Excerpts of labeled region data
%%
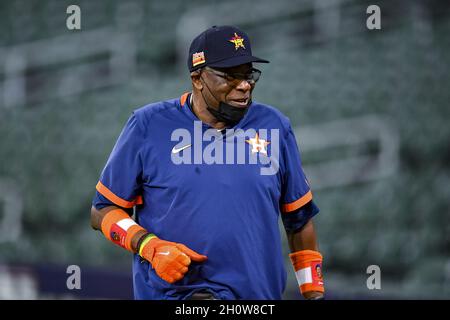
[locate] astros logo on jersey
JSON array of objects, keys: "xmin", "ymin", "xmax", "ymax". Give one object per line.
[
  {"xmin": 228, "ymin": 32, "xmax": 245, "ymax": 50},
  {"xmin": 245, "ymin": 133, "xmax": 270, "ymax": 155}
]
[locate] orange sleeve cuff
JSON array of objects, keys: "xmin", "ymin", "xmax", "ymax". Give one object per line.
[
  {"xmin": 95, "ymin": 181, "xmax": 144, "ymax": 208},
  {"xmin": 281, "ymin": 190, "xmax": 312, "ymax": 213}
]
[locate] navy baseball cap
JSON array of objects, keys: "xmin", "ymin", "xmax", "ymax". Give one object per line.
[{"xmin": 188, "ymin": 26, "xmax": 269, "ymax": 72}]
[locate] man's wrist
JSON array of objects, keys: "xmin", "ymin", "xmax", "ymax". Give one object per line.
[{"xmin": 131, "ymin": 231, "xmax": 150, "ymax": 253}]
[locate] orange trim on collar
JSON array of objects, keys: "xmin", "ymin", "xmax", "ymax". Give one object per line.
[
  {"xmin": 180, "ymin": 92, "xmax": 190, "ymax": 106},
  {"xmin": 281, "ymin": 190, "xmax": 312, "ymax": 213},
  {"xmin": 95, "ymin": 181, "xmax": 144, "ymax": 208}
]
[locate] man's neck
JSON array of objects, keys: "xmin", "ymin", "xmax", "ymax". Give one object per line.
[{"xmin": 189, "ymin": 92, "xmax": 226, "ymax": 130}]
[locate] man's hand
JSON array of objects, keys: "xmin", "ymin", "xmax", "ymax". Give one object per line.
[{"xmin": 139, "ymin": 235, "xmax": 207, "ymax": 283}]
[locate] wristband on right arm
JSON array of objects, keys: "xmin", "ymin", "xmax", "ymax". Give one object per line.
[
  {"xmin": 101, "ymin": 209, "xmax": 145, "ymax": 252},
  {"xmin": 289, "ymin": 250, "xmax": 325, "ymax": 294}
]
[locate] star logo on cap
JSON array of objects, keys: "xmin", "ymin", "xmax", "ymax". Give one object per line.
[{"xmin": 228, "ymin": 32, "xmax": 245, "ymax": 50}]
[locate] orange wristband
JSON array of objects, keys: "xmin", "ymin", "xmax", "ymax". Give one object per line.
[
  {"xmin": 101, "ymin": 209, "xmax": 145, "ymax": 252},
  {"xmin": 289, "ymin": 250, "xmax": 325, "ymax": 294}
]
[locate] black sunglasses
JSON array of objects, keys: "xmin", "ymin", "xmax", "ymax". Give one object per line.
[{"xmin": 204, "ymin": 67, "xmax": 261, "ymax": 87}]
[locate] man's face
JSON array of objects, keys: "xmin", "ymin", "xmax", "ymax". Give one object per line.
[{"xmin": 201, "ymin": 63, "xmax": 255, "ymax": 108}]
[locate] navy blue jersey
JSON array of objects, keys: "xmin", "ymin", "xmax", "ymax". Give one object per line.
[{"xmin": 93, "ymin": 94, "xmax": 318, "ymax": 299}]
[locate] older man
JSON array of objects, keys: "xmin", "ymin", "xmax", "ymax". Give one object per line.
[{"xmin": 91, "ymin": 26, "xmax": 324, "ymax": 299}]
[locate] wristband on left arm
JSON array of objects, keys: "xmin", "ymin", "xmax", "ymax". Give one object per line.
[{"xmin": 289, "ymin": 250, "xmax": 325, "ymax": 294}]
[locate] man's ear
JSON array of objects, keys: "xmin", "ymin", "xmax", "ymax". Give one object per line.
[{"xmin": 191, "ymin": 70, "xmax": 203, "ymax": 90}]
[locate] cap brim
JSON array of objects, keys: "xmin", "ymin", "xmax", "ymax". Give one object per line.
[{"xmin": 207, "ymin": 56, "xmax": 269, "ymax": 68}]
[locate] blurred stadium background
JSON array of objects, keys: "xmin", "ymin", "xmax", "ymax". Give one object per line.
[{"xmin": 0, "ymin": 0, "xmax": 450, "ymax": 299}]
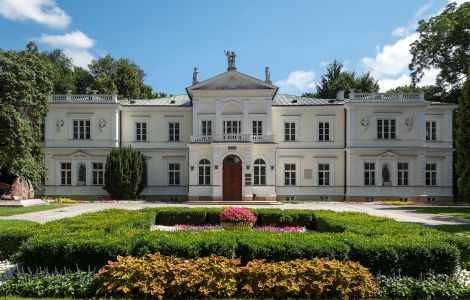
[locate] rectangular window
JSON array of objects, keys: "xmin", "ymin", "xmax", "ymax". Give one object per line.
[
  {"xmin": 364, "ymin": 163, "xmax": 375, "ymax": 185},
  {"xmin": 284, "ymin": 122, "xmax": 295, "ymax": 142},
  {"xmin": 397, "ymin": 163, "xmax": 410, "ymax": 185},
  {"xmin": 168, "ymin": 122, "xmax": 180, "ymax": 142},
  {"xmin": 135, "ymin": 122, "xmax": 147, "ymax": 141},
  {"xmin": 60, "ymin": 163, "xmax": 72, "ymax": 185},
  {"xmin": 72, "ymin": 120, "xmax": 91, "ymax": 140},
  {"xmin": 284, "ymin": 164, "xmax": 297, "ymax": 185},
  {"xmin": 318, "ymin": 122, "xmax": 330, "ymax": 142},
  {"xmin": 224, "ymin": 120, "xmax": 242, "ymax": 134},
  {"xmin": 168, "ymin": 163, "xmax": 181, "ymax": 185},
  {"xmin": 426, "ymin": 164, "xmax": 437, "ymax": 186},
  {"xmin": 318, "ymin": 164, "xmax": 330, "ymax": 186},
  {"xmin": 426, "ymin": 121, "xmax": 437, "ymax": 141},
  {"xmin": 377, "ymin": 119, "xmax": 397, "ymax": 139},
  {"xmin": 252, "ymin": 121, "xmax": 263, "ymax": 135},
  {"xmin": 202, "ymin": 121, "xmax": 212, "ymax": 135},
  {"xmin": 93, "ymin": 163, "xmax": 104, "ymax": 185}
]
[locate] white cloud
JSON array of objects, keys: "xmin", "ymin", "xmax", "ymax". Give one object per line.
[
  {"xmin": 0, "ymin": 0, "xmax": 71, "ymax": 28},
  {"xmin": 34, "ymin": 30, "xmax": 95, "ymax": 68},
  {"xmin": 275, "ymin": 70, "xmax": 315, "ymax": 94}
]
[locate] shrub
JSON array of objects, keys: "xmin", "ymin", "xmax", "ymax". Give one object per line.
[
  {"xmin": 0, "ymin": 271, "xmax": 95, "ymax": 298},
  {"xmin": 97, "ymin": 253, "xmax": 377, "ymax": 299},
  {"xmin": 0, "ymin": 220, "xmax": 39, "ymax": 260}
]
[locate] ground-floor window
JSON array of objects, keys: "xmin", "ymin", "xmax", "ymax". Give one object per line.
[{"xmin": 60, "ymin": 163, "xmax": 72, "ymax": 185}]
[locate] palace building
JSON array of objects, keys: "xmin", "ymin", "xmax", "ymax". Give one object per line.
[{"xmin": 44, "ymin": 52, "xmax": 456, "ymax": 202}]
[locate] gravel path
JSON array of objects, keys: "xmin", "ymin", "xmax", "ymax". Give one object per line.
[{"xmin": 0, "ymin": 202, "xmax": 470, "ymax": 225}]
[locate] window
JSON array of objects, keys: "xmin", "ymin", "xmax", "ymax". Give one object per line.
[
  {"xmin": 93, "ymin": 163, "xmax": 104, "ymax": 185},
  {"xmin": 318, "ymin": 164, "xmax": 330, "ymax": 186},
  {"xmin": 198, "ymin": 158, "xmax": 211, "ymax": 185},
  {"xmin": 284, "ymin": 164, "xmax": 296, "ymax": 185},
  {"xmin": 72, "ymin": 120, "xmax": 91, "ymax": 140},
  {"xmin": 364, "ymin": 163, "xmax": 375, "ymax": 185},
  {"xmin": 252, "ymin": 121, "xmax": 263, "ymax": 135},
  {"xmin": 377, "ymin": 119, "xmax": 397, "ymax": 139},
  {"xmin": 253, "ymin": 159, "xmax": 266, "ymax": 185},
  {"xmin": 426, "ymin": 121, "xmax": 437, "ymax": 141},
  {"xmin": 224, "ymin": 120, "xmax": 242, "ymax": 134},
  {"xmin": 168, "ymin": 122, "xmax": 180, "ymax": 142},
  {"xmin": 426, "ymin": 164, "xmax": 437, "ymax": 186},
  {"xmin": 135, "ymin": 122, "xmax": 147, "ymax": 141},
  {"xmin": 60, "ymin": 163, "xmax": 72, "ymax": 185},
  {"xmin": 284, "ymin": 122, "xmax": 295, "ymax": 142},
  {"xmin": 397, "ymin": 163, "xmax": 410, "ymax": 185},
  {"xmin": 168, "ymin": 163, "xmax": 181, "ymax": 185},
  {"xmin": 318, "ymin": 122, "xmax": 330, "ymax": 142},
  {"xmin": 202, "ymin": 121, "xmax": 212, "ymax": 135}
]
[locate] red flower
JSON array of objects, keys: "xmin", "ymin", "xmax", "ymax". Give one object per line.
[{"xmin": 220, "ymin": 207, "xmax": 256, "ymax": 223}]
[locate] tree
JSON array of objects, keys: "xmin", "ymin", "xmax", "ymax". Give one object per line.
[
  {"xmin": 455, "ymin": 69, "xmax": 470, "ymax": 202},
  {"xmin": 409, "ymin": 2, "xmax": 470, "ymax": 102},
  {"xmin": 0, "ymin": 44, "xmax": 53, "ymax": 188},
  {"xmin": 303, "ymin": 60, "xmax": 379, "ymax": 99},
  {"xmin": 104, "ymin": 146, "xmax": 147, "ymax": 199}
]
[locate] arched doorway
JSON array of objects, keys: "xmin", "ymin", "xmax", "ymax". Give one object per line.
[{"xmin": 222, "ymin": 155, "xmax": 242, "ymax": 201}]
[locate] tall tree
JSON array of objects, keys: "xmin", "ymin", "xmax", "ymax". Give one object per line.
[
  {"xmin": 409, "ymin": 2, "xmax": 470, "ymax": 102},
  {"xmin": 455, "ymin": 69, "xmax": 470, "ymax": 202},
  {"xmin": 0, "ymin": 44, "xmax": 53, "ymax": 188}
]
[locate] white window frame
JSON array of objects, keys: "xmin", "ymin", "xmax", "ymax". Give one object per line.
[{"xmin": 134, "ymin": 121, "xmax": 148, "ymax": 142}]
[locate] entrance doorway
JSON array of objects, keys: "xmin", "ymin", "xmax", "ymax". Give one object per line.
[{"xmin": 222, "ymin": 155, "xmax": 242, "ymax": 201}]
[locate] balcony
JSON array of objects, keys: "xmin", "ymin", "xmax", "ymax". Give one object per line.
[{"xmin": 191, "ymin": 134, "xmax": 274, "ymax": 143}]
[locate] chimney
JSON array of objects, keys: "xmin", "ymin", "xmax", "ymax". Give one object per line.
[{"xmin": 336, "ymin": 90, "xmax": 344, "ymax": 101}]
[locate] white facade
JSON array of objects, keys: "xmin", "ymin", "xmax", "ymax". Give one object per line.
[{"xmin": 45, "ymin": 70, "xmax": 456, "ymax": 201}]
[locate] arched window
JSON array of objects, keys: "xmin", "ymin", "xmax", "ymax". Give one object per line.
[
  {"xmin": 199, "ymin": 158, "xmax": 211, "ymax": 185},
  {"xmin": 254, "ymin": 158, "xmax": 266, "ymax": 185}
]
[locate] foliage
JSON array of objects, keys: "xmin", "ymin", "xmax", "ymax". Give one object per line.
[
  {"xmin": 377, "ymin": 275, "xmax": 470, "ymax": 300},
  {"xmin": 409, "ymin": 2, "xmax": 470, "ymax": 102},
  {"xmin": 104, "ymin": 146, "xmax": 147, "ymax": 199},
  {"xmin": 220, "ymin": 207, "xmax": 256, "ymax": 223},
  {"xmin": 0, "ymin": 47, "xmax": 52, "ymax": 188},
  {"xmin": 304, "ymin": 60, "xmax": 379, "ymax": 99},
  {"xmin": 0, "ymin": 270, "xmax": 96, "ymax": 298},
  {"xmin": 455, "ymin": 70, "xmax": 470, "ymax": 202},
  {"xmin": 97, "ymin": 253, "xmax": 377, "ymax": 299}
]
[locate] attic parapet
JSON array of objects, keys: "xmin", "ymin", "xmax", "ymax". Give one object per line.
[{"xmin": 349, "ymin": 91, "xmax": 425, "ymax": 102}]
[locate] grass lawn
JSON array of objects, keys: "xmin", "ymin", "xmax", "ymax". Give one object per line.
[
  {"xmin": 414, "ymin": 207, "xmax": 470, "ymax": 219},
  {"xmin": 0, "ymin": 204, "xmax": 65, "ymax": 217}
]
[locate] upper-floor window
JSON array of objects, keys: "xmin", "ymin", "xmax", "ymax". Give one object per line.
[
  {"xmin": 60, "ymin": 163, "xmax": 72, "ymax": 185},
  {"xmin": 224, "ymin": 120, "xmax": 242, "ymax": 134},
  {"xmin": 93, "ymin": 163, "xmax": 104, "ymax": 185},
  {"xmin": 377, "ymin": 119, "xmax": 397, "ymax": 139},
  {"xmin": 135, "ymin": 122, "xmax": 147, "ymax": 141},
  {"xmin": 397, "ymin": 162, "xmax": 409, "ymax": 185},
  {"xmin": 426, "ymin": 164, "xmax": 437, "ymax": 186},
  {"xmin": 318, "ymin": 164, "xmax": 330, "ymax": 186},
  {"xmin": 72, "ymin": 120, "xmax": 91, "ymax": 140},
  {"xmin": 168, "ymin": 163, "xmax": 181, "ymax": 185},
  {"xmin": 168, "ymin": 122, "xmax": 180, "ymax": 142},
  {"xmin": 364, "ymin": 163, "xmax": 375, "ymax": 185},
  {"xmin": 426, "ymin": 121, "xmax": 437, "ymax": 141},
  {"xmin": 252, "ymin": 121, "xmax": 263, "ymax": 135},
  {"xmin": 318, "ymin": 122, "xmax": 330, "ymax": 142},
  {"xmin": 284, "ymin": 122, "xmax": 296, "ymax": 142},
  {"xmin": 284, "ymin": 164, "xmax": 297, "ymax": 185},
  {"xmin": 253, "ymin": 158, "xmax": 266, "ymax": 185},
  {"xmin": 201, "ymin": 120, "xmax": 212, "ymax": 135}
]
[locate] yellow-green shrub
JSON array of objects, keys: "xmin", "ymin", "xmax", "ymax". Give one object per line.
[{"xmin": 97, "ymin": 253, "xmax": 377, "ymax": 299}]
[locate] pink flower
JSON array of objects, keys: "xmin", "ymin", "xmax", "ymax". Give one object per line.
[{"xmin": 220, "ymin": 207, "xmax": 256, "ymax": 223}]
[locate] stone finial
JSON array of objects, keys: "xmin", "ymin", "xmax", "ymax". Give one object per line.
[{"xmin": 193, "ymin": 67, "xmax": 199, "ymax": 85}]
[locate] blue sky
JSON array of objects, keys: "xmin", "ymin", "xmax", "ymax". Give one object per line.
[{"xmin": 0, "ymin": 0, "xmax": 465, "ymax": 94}]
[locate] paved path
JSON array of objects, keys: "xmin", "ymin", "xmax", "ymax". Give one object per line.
[{"xmin": 0, "ymin": 202, "xmax": 470, "ymax": 225}]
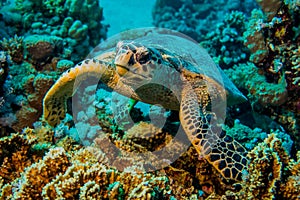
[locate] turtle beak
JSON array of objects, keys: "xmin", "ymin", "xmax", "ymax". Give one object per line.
[{"xmin": 116, "ymin": 64, "xmax": 129, "ymax": 76}]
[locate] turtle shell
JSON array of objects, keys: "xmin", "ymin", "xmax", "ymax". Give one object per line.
[{"xmin": 88, "ymin": 28, "xmax": 246, "ymax": 105}]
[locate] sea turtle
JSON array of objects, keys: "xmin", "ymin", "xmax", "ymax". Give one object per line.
[{"xmin": 43, "ymin": 30, "xmax": 247, "ymax": 180}]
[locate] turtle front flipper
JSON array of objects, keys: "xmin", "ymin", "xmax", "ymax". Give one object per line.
[
  {"xmin": 43, "ymin": 59, "xmax": 119, "ymax": 126},
  {"xmin": 180, "ymin": 81, "xmax": 247, "ymax": 180}
]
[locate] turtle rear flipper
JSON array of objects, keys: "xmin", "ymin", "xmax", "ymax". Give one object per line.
[
  {"xmin": 179, "ymin": 81, "xmax": 247, "ymax": 180},
  {"xmin": 43, "ymin": 59, "xmax": 118, "ymax": 126}
]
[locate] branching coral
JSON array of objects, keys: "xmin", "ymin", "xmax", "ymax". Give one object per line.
[
  {"xmin": 244, "ymin": 1, "xmax": 300, "ymax": 114},
  {"xmin": 0, "ymin": 134, "xmax": 38, "ymax": 184},
  {"xmin": 226, "ymin": 134, "xmax": 300, "ymax": 199},
  {"xmin": 200, "ymin": 11, "xmax": 249, "ymax": 68},
  {"xmin": 152, "ymin": 0, "xmax": 256, "ymax": 41}
]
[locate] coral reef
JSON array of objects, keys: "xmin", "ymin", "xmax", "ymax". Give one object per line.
[
  {"xmin": 0, "ymin": 0, "xmax": 106, "ymax": 132},
  {"xmin": 0, "ymin": 0, "xmax": 107, "ymax": 62},
  {"xmin": 227, "ymin": 134, "xmax": 300, "ymax": 199},
  {"xmin": 244, "ymin": 1, "xmax": 299, "ymax": 114},
  {"xmin": 200, "ymin": 11, "xmax": 250, "ymax": 69},
  {"xmin": 0, "ymin": 0, "xmax": 300, "ymax": 200}
]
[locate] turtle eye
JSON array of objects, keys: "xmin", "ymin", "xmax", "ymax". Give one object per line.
[{"xmin": 136, "ymin": 53, "xmax": 150, "ymax": 64}]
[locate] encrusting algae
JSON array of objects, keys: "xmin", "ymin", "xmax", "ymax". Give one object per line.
[{"xmin": 0, "ymin": 0, "xmax": 300, "ymax": 200}]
%%
> [WHAT TO DO] Identify every line above that contains the string "jersey", and copy each one.

> [TASK RESPONSE]
[locate] astros logo on jersey
[locate] navy blue jersey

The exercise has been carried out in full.